The Iran Job (2012)
7/10
Simple and sweet reiteration of what our DNA tells us
4 July 2014
I think basketball is a beautiful and yet complicated game. Iran, at least to my western eyes, is an even more beautiful and infinitely more complicated country. This film is a very simple and sweet glimpse and people who cross over the borders surrounding basketball and Iran.

Just as Kevin Sheppard is not a monumental spokesman for all of the United States, the three sisters cannot capture the thousands of years of Iran/Persian in the past, nor the millions of people living there today.

But the human interest stories in this film are what draw us in on a personal level, Obama's inauguration and the election of Ahmadinejad over Moussavi take place while Kevin joins the Shiraz team in this film. I'm not sure how many "critics" here had they been filmed during those two events would have eloquently captured the moment. Intead I found the dinner when Kevin goes to the house of the Father of the three sisters to be more captivating.

That man, who says nothing on camera during the film, to me was the most fascinating character. Raising three strong women, balancing his belief in them and his faith in Islam, what a story must lie beneath the few moments we spend with them all. Kevin's gesture to politely pass on the head of the table setting at the dinner table was a nice moment of individual ambassador work. But even that scene is tinged with some sadness and misunderstanding as the Mother recaps her surprise that her guests did not stay for hours of fruit, nuts and conversation after the meal.

This film felt like meeting some people in fortuitous circumstances, maybe on a vacation retreat, or in the US at jury duty, where you get a glimpse of meaningful private moments in a mostly public setting. I think I'll wonder about the people on this film here, as I would for such "strangers" I encounter who temporarily break past the estrangement.

Two thoughts based on other comments I've read here. One, the sister Elaheh I don't think had a crush on Kevin so much as she did on the camera. Like many a good actress, her desired vocation, she knew the most important leading man for her is the lens. That being said, the lead-in to a Monday meeting with a potential suitor is set up and then dispatched with nary a follow-up, likely her wishful beau may have been rightfully jealous of the camera wanting to hold his intended in its gaze even while he did the same. Who knows? Also I've seen questions about Zoran, the seven footer from Serbia who does seem a veritable gentle giant. Effectively a migrant worker, away from his own family and young son, apparently in his 30's and it is alluded to his having been through the worst of the war in his homeland. It's almost as if he knows that the story of Kevin, and the sisters and their countries would not fit into this film, much less his own.

The simple truth of this film, that people interacting with each other in person, even with a disparity of background and a possible lack of communication somehow figure out their overwhelming similarities.

☆ ☆ ☆ ☆ ☆ ☆ ☆

Retype the passage of the review of The Iran Job starting at "Just as Kevin" and ending at "living there today.".

[Records from a dataset]
☆ ☆ ☆ ☆ ☆ ☆ ☆

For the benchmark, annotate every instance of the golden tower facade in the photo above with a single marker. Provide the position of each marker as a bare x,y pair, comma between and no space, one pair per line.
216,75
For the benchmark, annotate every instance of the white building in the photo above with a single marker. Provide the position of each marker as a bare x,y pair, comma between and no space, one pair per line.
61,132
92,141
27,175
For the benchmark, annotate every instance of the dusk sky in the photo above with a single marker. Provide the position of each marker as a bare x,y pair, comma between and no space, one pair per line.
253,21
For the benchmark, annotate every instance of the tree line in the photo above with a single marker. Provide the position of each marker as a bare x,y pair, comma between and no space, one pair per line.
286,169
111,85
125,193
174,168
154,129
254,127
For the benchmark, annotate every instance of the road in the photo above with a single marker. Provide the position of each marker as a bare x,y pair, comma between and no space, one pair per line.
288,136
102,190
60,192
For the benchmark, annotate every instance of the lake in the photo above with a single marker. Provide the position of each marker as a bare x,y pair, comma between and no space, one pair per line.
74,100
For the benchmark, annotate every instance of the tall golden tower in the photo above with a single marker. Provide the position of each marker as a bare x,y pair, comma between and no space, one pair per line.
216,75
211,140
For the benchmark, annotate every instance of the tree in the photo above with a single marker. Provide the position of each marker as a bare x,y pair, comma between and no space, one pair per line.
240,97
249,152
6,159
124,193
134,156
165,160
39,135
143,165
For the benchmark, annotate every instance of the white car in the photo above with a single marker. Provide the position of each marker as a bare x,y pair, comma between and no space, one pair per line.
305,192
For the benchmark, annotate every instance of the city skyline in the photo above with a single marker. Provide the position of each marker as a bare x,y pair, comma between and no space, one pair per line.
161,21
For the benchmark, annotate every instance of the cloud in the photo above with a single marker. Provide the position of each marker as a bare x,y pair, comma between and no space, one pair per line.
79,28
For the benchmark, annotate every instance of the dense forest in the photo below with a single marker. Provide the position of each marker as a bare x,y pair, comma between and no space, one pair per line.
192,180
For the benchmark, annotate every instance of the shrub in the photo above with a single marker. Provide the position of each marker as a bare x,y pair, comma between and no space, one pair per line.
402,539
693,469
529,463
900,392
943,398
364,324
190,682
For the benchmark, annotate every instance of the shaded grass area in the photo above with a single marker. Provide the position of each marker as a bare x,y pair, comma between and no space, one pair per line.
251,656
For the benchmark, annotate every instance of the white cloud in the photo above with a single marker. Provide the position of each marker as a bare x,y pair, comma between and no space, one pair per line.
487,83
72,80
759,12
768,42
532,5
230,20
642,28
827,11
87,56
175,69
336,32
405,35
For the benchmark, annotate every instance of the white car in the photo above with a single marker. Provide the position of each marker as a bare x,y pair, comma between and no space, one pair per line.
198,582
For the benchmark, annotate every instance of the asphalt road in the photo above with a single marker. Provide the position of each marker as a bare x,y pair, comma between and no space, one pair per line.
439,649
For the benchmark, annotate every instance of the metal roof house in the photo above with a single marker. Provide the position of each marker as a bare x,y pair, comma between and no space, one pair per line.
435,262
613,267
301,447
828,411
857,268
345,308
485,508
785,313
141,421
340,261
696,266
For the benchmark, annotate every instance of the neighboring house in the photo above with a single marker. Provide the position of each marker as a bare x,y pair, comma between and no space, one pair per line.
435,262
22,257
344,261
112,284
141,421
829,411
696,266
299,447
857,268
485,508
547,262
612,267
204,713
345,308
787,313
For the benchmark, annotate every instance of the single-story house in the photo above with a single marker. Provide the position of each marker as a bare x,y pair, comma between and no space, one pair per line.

☆ ☆ ☆ ☆ ☆ ☆ ☆

RESULT OF THE EXERCISE:
Just as Kevin Sheppard is not a monumental spokesman for all of the United States, the three sisters cannot capture the thousands of years of Iran/Persian in the past, nor the millions of people living there today.